GOAL
Swap "photograph" for "image" and change nothing else as you reproduce the lines running from the line that contains "Question. Spot each instance of the cream" through the end of the material.

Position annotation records
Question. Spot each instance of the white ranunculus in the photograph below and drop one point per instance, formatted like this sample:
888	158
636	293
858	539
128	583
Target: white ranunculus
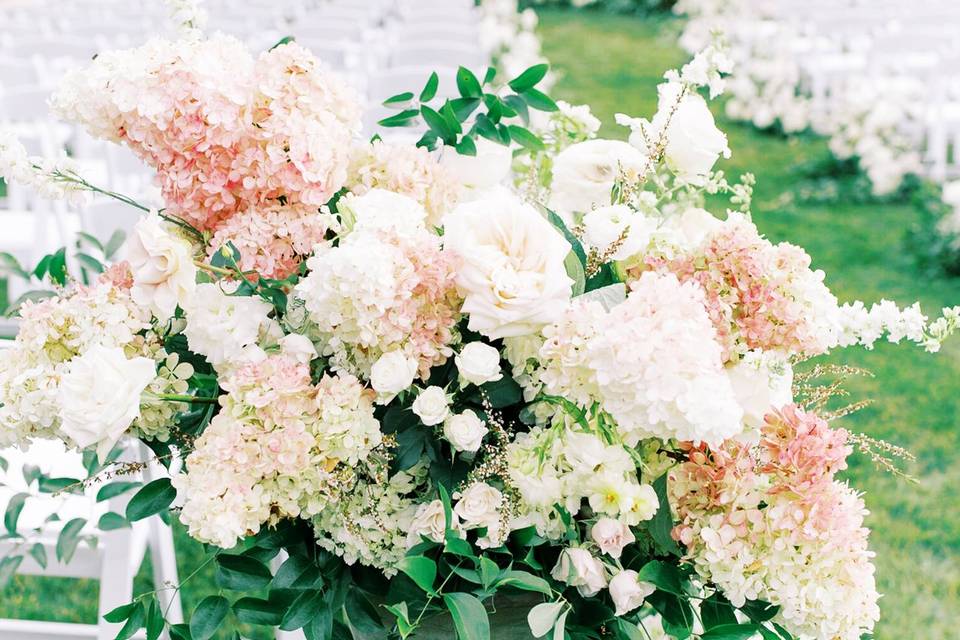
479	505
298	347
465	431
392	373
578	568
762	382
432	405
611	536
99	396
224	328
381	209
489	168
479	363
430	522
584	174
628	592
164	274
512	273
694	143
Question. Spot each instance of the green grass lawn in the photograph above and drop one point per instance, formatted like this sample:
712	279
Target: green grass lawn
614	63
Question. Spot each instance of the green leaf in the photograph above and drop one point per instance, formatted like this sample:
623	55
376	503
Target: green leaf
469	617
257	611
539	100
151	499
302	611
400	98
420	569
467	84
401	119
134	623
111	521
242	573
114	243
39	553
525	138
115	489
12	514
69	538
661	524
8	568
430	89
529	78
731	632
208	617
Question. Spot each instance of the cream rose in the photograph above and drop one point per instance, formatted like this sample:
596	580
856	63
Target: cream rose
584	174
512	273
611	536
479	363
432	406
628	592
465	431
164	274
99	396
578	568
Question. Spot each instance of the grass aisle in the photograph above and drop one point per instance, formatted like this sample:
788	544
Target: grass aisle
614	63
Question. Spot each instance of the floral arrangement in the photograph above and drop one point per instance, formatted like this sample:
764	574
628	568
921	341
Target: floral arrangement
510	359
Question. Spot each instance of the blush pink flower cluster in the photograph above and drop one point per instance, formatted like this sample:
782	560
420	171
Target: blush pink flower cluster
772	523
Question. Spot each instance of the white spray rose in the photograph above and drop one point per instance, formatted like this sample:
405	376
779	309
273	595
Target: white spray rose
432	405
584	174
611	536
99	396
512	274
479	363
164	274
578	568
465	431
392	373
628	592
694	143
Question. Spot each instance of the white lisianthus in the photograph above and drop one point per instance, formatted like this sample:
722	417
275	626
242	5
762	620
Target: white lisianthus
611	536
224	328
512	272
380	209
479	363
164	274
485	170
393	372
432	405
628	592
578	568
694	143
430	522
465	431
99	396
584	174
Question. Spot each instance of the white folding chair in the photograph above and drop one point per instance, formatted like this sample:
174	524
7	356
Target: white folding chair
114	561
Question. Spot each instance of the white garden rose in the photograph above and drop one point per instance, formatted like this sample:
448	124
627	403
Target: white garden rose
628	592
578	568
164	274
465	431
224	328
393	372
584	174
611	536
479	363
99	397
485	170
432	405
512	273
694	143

COMPLETE RESPONSE
Question. Spot each instance of the cream rose in the image above and drop one point per instance, formatted like this sample:
596	580
856	63
Target: cream rose
584	174
512	273
611	536
479	363
432	406
628	592
465	431
164	274
99	396
578	568
Question. Spot each instance of the grass aisle in the image above and drop one point per instance, formatted like this sample:
788	544
Target: grass aisle
614	63
Question. Spot each instance of the floral arrangement in the image above and drop one point per instance, formatted like this sample:
764	574
628	568
921	341
Target: floral arrangement
510	359
Question. Spot each instance of the blush pink flower cluster in the image above and drop one point per instance, formatted like this sample:
782	560
420	171
Target: blush pink flower cluster
772	523
Question. Spot each instance of the white spray rose in the image above and drop one point per instance, formatted like this sample:
405	376
779	309
273	595
Target: white spray rose
432	405
584	174
611	536
99	396
512	274
479	363
164	274
578	568
465	431
392	373
628	592
694	143
Question. Spot each instance of the white lisianthus in the image above and drop one point per instance, formatted like this sample:
722	417
275	626
242	5
762	620
Target: white lisianthus
611	536
224	328
512	272
380	209
479	363
164	274
485	170
393	372
432	405
628	592
578	568
694	143
430	522
465	431
99	396
584	174
Question. Spot each instance of the white folding chair in the image above and drop one point per instance, formatted like this sample:
174	524
7	356
Target: white folding chair
114	561
Question. Spot each instance of the white garden rose in the image above and drop one point per instance, formatted like this sample:
448	124
627	403
Target: white garden rose
628	592
578	568
164	274
465	431
224	328
393	372
584	174
611	536
479	363
99	397
485	170
432	405
512	273
694	143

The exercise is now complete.